**Exercises to complete**
(1) Please copy the passage on status notification facilities, starting at "Applications 511, 521, 531, and" and ending at "in this respect.", with "service chain" changed to "request chain".
(2) In the passage on status notification facilities, what may a status notification include?

**Excerpted passage**
........
Applications 511, 521, 531, and 541 (referred to as 511-541) may handle and process requests and responses regarding the processing of the request for the service. The applications 511-541 may, respectively, interface (indicated by arrows 513, 523, 533, and 543) with status notification facilities 512, 522, 532, and 542 (referred to as 512-542). The status notification facilities 512-542 can issue status notifications to one or more nodes in the service chain, where the status notification may include an indication of the success or failure in processing the request for the online service. Status notification facilities 512-542 can be integrated into the applications 511-541, or implemented in other ways, as the invention is not limited in this respect.
........
**Raw records**
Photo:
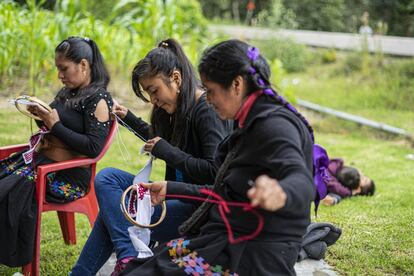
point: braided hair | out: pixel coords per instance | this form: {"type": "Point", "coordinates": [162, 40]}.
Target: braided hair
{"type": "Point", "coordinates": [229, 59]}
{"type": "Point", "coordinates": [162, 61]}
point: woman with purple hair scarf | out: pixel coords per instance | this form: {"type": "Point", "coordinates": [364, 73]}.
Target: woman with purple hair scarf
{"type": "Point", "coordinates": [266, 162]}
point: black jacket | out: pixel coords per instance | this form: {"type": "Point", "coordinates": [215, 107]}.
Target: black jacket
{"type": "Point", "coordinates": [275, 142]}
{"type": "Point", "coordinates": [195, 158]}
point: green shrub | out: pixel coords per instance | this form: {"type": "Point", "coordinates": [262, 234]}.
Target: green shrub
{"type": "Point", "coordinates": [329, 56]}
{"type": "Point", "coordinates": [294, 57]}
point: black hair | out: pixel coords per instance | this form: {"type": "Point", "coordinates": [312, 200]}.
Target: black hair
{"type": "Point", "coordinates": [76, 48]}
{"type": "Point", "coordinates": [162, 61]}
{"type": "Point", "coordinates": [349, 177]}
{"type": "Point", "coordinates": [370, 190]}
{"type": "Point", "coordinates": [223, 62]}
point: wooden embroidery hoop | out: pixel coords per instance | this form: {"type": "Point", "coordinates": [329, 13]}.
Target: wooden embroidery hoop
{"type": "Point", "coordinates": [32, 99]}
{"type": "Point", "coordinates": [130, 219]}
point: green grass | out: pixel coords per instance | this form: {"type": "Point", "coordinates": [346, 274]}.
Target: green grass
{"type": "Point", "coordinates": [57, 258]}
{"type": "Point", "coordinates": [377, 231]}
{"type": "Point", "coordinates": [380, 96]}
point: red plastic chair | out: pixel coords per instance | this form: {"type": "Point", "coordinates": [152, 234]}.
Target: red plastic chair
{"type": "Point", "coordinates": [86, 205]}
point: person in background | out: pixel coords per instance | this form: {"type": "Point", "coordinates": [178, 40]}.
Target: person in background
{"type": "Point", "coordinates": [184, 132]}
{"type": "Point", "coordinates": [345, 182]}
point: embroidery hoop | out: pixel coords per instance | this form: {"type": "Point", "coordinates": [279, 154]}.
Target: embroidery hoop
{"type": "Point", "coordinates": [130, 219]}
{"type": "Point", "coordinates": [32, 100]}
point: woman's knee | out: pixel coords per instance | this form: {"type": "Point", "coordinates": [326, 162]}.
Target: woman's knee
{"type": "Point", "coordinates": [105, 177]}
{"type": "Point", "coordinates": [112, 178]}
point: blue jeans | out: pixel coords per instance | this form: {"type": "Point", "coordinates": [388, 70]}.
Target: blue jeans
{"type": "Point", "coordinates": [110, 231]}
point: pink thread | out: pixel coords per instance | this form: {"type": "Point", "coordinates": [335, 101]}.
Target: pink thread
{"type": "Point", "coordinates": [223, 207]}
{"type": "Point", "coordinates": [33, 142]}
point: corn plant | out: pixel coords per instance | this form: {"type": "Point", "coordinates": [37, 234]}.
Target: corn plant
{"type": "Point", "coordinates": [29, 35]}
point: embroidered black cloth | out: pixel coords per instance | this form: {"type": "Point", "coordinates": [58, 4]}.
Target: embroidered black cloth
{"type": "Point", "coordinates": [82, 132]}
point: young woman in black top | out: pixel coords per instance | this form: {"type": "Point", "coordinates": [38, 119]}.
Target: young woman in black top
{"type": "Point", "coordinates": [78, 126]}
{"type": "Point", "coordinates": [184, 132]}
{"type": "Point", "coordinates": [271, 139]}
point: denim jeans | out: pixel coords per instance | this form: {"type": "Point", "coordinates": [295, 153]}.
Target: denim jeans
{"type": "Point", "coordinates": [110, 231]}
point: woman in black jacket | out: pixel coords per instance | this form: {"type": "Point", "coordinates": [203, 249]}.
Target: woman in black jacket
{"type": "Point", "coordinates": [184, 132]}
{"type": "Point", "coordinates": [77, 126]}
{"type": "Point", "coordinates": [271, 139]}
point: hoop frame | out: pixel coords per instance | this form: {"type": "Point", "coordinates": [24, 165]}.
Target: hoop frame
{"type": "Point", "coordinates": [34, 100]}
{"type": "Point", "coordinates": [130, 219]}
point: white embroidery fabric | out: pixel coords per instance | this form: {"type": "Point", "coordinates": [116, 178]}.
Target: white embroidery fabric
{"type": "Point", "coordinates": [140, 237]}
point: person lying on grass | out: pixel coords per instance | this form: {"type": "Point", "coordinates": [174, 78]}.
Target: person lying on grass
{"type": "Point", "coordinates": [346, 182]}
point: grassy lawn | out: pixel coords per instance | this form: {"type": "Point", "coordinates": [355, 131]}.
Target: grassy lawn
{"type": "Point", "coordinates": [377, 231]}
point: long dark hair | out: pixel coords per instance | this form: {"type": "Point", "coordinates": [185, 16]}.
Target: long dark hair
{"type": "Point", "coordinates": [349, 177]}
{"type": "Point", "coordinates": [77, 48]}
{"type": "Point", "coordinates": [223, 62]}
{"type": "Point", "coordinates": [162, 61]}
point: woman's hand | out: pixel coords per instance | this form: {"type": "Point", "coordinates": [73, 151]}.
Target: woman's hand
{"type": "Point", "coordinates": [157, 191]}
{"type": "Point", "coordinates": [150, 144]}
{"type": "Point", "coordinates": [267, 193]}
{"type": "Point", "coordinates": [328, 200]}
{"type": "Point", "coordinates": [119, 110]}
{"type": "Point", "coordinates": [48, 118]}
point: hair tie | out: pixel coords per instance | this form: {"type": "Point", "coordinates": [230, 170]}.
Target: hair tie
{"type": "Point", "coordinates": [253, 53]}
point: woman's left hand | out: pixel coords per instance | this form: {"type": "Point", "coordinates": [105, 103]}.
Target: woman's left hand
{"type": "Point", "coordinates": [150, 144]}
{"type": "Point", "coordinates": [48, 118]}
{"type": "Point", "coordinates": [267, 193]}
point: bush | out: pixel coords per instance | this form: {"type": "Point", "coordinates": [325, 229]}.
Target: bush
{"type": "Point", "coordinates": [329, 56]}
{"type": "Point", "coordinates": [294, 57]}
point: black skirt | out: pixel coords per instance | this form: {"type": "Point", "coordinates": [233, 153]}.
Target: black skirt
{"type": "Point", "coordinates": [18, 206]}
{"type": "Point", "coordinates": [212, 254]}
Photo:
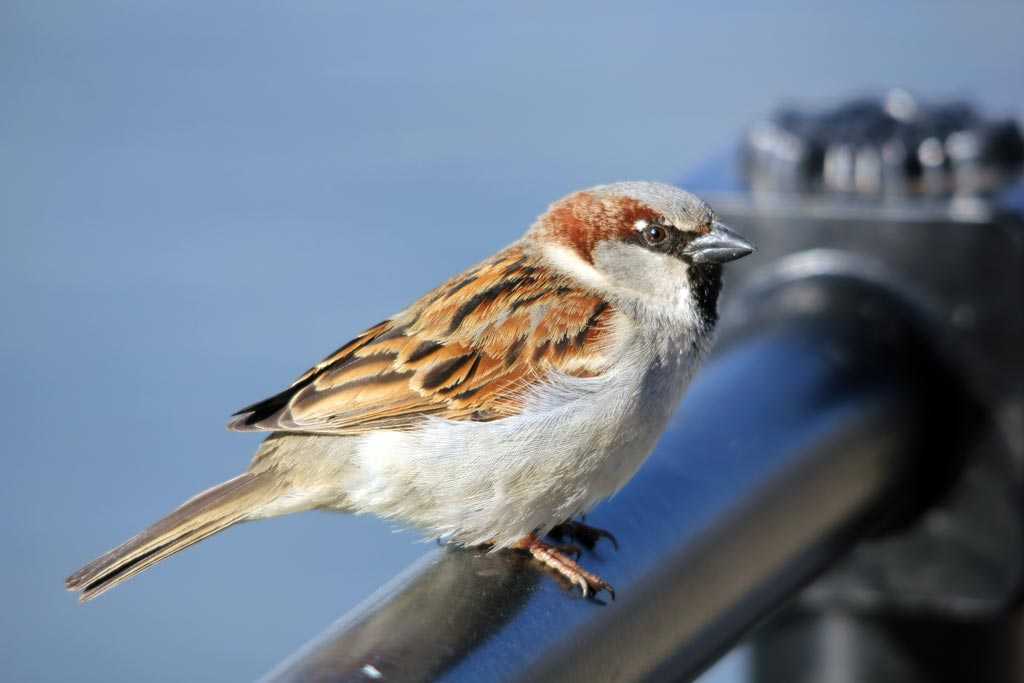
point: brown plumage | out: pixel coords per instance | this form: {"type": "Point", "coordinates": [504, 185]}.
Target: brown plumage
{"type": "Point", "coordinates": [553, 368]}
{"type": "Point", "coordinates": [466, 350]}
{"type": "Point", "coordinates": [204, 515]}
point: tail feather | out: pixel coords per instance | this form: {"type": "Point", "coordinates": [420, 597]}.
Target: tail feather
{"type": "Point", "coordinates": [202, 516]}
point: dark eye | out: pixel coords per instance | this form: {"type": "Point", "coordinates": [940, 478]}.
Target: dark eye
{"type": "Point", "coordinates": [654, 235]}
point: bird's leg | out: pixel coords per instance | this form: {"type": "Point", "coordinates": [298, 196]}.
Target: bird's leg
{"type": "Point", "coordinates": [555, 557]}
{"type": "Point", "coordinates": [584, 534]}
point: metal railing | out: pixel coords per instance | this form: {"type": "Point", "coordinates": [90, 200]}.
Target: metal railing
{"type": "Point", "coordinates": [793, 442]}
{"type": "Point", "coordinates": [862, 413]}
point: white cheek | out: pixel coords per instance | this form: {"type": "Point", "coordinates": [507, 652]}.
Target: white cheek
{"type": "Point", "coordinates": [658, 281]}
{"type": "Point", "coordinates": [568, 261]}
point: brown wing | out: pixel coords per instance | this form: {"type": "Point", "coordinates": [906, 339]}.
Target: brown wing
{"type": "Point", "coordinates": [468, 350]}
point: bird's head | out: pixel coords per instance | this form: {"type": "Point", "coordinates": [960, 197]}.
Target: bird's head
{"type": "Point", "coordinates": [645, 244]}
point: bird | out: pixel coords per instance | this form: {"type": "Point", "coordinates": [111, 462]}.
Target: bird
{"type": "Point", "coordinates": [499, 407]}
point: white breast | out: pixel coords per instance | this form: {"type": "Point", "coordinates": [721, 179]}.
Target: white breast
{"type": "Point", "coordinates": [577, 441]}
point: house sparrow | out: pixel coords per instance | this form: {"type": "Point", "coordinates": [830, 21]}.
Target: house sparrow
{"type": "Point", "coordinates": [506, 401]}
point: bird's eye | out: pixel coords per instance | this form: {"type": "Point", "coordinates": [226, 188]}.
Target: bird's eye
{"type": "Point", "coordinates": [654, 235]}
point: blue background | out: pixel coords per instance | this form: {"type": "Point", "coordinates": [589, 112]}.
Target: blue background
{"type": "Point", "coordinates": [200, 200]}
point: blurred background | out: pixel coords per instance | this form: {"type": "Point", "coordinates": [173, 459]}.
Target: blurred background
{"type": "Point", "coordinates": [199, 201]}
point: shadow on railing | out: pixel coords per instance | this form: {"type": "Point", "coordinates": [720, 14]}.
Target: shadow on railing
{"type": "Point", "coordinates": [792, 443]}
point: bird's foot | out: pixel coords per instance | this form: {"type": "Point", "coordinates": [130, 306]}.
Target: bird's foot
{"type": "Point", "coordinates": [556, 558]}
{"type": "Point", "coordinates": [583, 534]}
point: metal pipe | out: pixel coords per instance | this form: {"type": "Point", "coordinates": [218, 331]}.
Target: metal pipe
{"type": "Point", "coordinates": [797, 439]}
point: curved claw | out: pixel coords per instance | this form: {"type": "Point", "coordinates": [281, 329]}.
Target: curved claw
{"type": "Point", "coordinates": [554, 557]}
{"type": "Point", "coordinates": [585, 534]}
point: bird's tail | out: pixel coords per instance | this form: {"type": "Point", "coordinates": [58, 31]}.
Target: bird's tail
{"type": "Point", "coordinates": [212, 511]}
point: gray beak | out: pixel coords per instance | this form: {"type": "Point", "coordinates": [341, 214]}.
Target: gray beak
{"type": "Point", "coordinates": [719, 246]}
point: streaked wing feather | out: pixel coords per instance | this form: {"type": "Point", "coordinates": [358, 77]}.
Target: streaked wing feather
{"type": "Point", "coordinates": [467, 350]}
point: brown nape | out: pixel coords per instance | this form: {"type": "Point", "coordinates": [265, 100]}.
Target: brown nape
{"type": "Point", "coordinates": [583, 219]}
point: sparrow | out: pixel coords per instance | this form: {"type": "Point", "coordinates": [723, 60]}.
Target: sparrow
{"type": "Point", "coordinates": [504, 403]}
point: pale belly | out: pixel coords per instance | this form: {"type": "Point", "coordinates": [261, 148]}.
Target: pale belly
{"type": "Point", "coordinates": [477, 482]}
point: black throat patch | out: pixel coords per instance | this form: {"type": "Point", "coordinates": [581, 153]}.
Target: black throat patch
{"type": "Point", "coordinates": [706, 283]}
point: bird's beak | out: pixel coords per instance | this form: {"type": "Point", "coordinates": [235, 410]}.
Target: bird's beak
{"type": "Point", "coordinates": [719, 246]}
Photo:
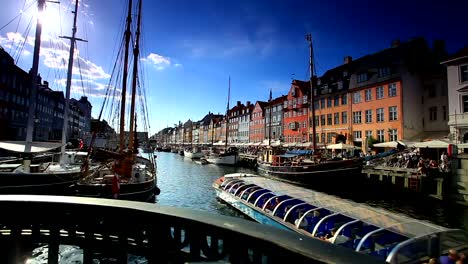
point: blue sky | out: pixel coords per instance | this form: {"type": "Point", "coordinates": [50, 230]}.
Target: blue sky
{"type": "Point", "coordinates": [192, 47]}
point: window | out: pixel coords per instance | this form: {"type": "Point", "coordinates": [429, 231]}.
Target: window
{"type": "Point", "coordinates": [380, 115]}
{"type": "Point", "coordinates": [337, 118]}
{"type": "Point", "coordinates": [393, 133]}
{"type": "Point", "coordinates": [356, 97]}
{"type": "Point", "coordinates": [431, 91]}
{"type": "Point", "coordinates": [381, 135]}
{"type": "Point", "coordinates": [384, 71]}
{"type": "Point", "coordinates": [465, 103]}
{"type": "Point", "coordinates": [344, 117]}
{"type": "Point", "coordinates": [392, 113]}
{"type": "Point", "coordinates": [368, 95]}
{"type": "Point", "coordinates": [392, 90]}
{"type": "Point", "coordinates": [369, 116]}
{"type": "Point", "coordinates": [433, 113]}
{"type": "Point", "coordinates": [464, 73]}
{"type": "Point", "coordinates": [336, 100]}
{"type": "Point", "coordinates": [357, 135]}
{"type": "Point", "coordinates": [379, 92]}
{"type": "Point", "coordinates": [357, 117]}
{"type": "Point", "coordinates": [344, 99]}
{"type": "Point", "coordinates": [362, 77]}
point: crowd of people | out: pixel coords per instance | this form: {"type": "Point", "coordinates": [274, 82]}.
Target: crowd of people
........
**Final answers**
(1)
Applications 511, 521, 531, and 541 (referred to as 511-541) may handle and process requests and responses regarding the processing of the request for the service. The applications 511-541 may, respectively, interface (indicated by arrows 513, 523, 533, and 543) with status notification facilities 512, 522, 532, and 542 (referred to as 512-542). The status notification facilities 512-542 can issue status notifications to one or more nodes in the request chain, where the status notification may include an indication of the success or failure in processing the request for the online service. Status notification facilities 512-542 can be integrated into the applications 511-541, or implemented in other ways, as the invention is not limited in this respect.

(2) An indication of the success or failure in processing the request for the online service.